● **WRITTEN REQUEST**
Please find every line in the listing below that contains the word "table", and copy each of those lines.

● **SUPPLIED ENTRIES**
□ □ □ □ □

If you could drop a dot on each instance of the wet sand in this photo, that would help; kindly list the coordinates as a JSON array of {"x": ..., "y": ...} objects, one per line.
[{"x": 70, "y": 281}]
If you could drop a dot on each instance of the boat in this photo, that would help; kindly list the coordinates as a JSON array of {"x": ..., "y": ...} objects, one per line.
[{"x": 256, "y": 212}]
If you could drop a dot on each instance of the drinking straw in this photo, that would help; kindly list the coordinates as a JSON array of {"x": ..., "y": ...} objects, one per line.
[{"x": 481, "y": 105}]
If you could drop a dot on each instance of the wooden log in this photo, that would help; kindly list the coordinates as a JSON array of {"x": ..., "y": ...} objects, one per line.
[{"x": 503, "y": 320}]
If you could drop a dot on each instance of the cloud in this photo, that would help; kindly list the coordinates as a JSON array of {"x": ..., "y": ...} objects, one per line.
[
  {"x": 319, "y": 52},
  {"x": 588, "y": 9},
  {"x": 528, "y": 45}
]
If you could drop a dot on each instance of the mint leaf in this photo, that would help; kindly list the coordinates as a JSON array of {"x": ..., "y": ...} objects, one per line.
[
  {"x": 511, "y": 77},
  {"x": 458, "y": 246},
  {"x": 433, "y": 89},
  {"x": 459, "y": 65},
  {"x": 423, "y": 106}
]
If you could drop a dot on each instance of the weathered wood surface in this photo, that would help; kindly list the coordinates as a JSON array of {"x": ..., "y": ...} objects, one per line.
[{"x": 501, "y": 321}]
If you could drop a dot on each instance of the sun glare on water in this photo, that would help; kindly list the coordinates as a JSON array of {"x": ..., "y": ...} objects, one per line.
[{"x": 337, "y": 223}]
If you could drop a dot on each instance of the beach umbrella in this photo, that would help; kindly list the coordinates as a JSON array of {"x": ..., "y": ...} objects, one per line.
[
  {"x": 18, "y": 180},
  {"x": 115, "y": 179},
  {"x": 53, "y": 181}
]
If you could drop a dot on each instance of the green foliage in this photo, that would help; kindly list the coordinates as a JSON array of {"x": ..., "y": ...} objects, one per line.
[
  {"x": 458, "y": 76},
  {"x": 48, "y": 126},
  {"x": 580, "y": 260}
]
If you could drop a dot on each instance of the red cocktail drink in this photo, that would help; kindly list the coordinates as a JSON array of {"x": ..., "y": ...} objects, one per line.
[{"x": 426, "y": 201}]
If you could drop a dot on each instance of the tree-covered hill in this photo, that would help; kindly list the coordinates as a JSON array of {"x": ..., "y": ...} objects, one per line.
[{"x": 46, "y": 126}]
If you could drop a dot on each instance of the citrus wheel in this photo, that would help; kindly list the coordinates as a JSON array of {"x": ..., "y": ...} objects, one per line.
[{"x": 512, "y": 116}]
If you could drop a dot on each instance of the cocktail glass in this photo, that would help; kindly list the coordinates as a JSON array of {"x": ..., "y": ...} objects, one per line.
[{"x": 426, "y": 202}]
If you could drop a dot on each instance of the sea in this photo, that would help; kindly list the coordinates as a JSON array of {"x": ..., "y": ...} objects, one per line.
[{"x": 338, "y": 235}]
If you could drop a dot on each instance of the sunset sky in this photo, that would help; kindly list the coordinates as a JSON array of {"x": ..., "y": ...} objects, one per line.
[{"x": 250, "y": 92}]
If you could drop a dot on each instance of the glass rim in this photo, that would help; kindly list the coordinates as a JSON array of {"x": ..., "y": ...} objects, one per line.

□ □ □ □ □

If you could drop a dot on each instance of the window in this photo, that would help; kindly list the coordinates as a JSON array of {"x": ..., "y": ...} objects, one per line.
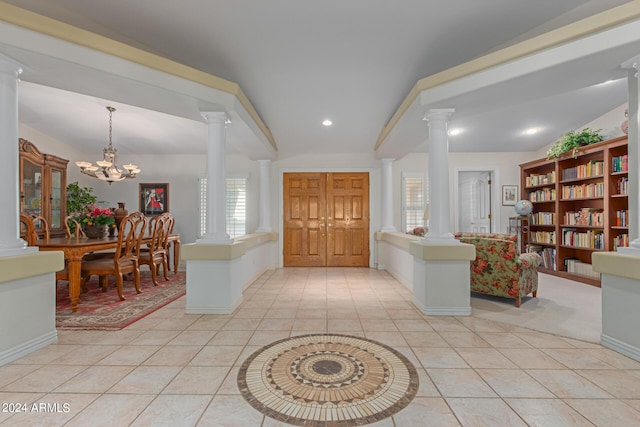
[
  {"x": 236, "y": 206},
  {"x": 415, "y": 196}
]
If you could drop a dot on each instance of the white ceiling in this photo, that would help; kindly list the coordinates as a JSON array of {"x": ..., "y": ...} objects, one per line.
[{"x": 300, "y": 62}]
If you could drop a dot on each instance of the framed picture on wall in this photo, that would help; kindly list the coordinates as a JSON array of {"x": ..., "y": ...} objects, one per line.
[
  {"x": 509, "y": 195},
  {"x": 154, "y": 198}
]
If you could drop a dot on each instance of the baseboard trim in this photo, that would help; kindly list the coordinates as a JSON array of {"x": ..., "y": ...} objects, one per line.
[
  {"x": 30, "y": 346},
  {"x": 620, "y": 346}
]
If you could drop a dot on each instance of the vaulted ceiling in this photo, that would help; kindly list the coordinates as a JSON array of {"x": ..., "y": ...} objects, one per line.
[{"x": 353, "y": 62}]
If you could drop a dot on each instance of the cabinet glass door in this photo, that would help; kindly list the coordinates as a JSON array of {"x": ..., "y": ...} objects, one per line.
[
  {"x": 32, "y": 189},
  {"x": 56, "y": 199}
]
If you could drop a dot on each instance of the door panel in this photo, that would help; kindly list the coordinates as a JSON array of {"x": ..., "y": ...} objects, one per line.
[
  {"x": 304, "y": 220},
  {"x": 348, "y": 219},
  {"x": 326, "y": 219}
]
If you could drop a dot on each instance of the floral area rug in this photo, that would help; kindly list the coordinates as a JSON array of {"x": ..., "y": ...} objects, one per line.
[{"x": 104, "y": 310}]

□ □ □ □ □

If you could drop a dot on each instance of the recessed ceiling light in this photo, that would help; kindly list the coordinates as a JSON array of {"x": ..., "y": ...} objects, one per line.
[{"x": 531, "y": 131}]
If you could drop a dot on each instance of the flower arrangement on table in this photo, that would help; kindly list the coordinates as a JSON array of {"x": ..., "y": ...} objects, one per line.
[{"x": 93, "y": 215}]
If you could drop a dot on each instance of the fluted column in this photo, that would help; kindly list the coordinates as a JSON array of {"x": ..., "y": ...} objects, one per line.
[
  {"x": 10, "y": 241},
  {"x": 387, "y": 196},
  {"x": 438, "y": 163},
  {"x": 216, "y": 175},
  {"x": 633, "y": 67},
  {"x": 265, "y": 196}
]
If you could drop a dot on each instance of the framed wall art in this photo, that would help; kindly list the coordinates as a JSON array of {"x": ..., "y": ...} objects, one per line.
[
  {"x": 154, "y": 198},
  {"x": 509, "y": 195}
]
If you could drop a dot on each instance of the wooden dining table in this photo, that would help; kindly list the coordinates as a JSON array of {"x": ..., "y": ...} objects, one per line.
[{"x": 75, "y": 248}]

□ □ □ □ □

● **EXERCISE OUTPUT**
If you could drop a dot on each instance of the flower arrangement on table in this photo, that would help; kindly list the coordinates as a JSON array of {"x": ..., "y": ...} objects, one per line.
If you could drop a dot on each instance of the wooden dining table in this photo, that would help; kindly list the coordinates as a JSON array of {"x": ..., "y": ...} objects, one per line.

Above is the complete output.